→ Set of tasks:
**1.** In the article on Brendan Schaub, why is a glass chin such a serious handicap for him in particular? Answer in one to three sentences.
**2.** Summarize the article on Brendan Schaub in two sentences.
**3.** Copy out the stretch of the article on Brendan Schaub from "He has one big, nay" through "is a heavyweight.".
* BEGIN Page extract *
UFC on Fox 5: Why a Loss to Lavar Johnson Will End Brendan Schaub’s Career

The Ultimate Fighter season 10 runner-up Brendan Schaub has it all.Excellent conditioning, a great camp, quick, powerful strikes and a solid wrestling base define the former NFL player, and he has made full use of these weapons inside the Octagon, wher…

The Ultimate Fighter season 10 runner-up Brendan Schaub has it all.

Excellent conditioning, a great camp, quick, powerful strikes and a solid wrestling base define the former NFL player, and he has made full use of these weapons inside the Octagon, where he is 4-3 in competition.

He has one big, nay astronomical, drawback, though, and it is the sole cause of his three losses under the UFC banner.

Brendan Schaub has a glass chin, and he is a heavyweight. 

Ouch.

That is like being a flyweight with no conditioning it just will not do. 

In a division of talented strikers and guys who can end fights with one punch, knee, elbow or shin, having a glass chin is the ultimate disadvantage, especially when your style is to stand and bang.

This is Brendan Schaub in a nutshell; he prefers to strike with his opponents because he has phenomenal power and technique, but he cannot take the punishment he dishes out.  Whenever a solid punch lands to his jaw, it is lights out, with no exception.  Recent fights against Ben Rothwell and Antonio Rodrigo Nogueira have shown this, and his crystalline chin is cracking before our eyes.
* END Page extract *
* BEGIN Supplied information *
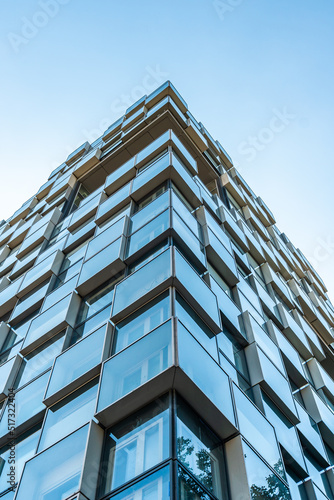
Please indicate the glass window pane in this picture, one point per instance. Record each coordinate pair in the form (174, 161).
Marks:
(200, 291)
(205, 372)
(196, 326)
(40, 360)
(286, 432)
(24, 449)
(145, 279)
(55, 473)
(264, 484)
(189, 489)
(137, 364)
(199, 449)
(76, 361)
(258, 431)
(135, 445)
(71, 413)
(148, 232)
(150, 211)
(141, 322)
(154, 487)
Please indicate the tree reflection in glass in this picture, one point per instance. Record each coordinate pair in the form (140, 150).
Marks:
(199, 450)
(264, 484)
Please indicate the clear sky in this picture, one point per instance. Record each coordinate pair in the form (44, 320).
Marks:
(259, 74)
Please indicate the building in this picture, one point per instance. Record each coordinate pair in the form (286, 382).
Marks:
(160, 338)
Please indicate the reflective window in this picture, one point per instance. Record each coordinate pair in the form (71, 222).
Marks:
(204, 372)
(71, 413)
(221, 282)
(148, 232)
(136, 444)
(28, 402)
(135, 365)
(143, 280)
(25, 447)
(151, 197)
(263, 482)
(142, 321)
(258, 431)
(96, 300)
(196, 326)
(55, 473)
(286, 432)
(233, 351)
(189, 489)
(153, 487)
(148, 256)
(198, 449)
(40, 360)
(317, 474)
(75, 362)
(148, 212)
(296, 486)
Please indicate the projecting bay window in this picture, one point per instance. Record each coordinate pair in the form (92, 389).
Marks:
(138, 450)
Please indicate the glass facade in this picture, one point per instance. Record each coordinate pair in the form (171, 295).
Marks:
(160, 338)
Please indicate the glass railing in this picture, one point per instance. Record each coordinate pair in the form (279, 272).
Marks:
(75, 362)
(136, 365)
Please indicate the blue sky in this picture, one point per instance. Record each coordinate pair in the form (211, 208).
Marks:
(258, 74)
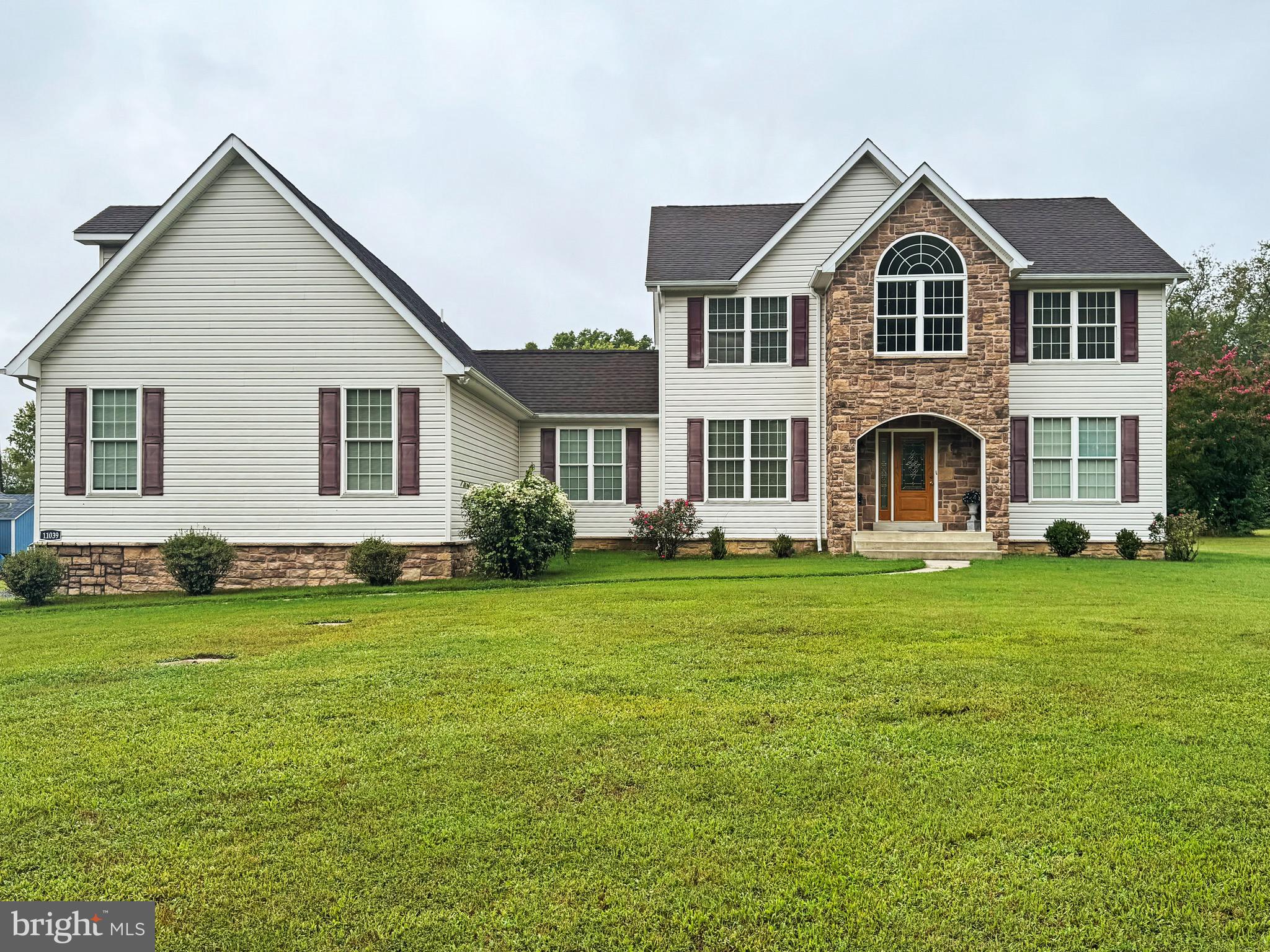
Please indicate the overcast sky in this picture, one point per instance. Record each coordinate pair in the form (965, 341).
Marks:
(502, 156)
* END Supplied information *
→ Answers given:
**1.** Schaub fights as a heavyweight, a division of talented strikers who can end a fight with one punch, knee, elbow or shin. His own style makes it worse: he prefers to stand and trade strikes because of his power and technique, but he cannot take the punishment he dishes out.

**2.** Brendan Schaub, the former NFL player and The Ultimate Fighter season 10 runner-up, has excellent conditioning, a great camp, powerful strikes and a solid wrestling base, and he is 4-3 in the Octagon. His one huge drawback is a glass chin, which caused all three of his UFC losses and is especially costly for a heavyweight who likes to stand and strike, as his fights against Ben Rothwell and Antonio Rodrigo Nogueira showed.

**3.**
He has one big, nay astronomical, drawback, though, and it is the sole cause of his three losses under the UFC banner.

Brendan Schaub has a glass chin, and he is a heavyweight.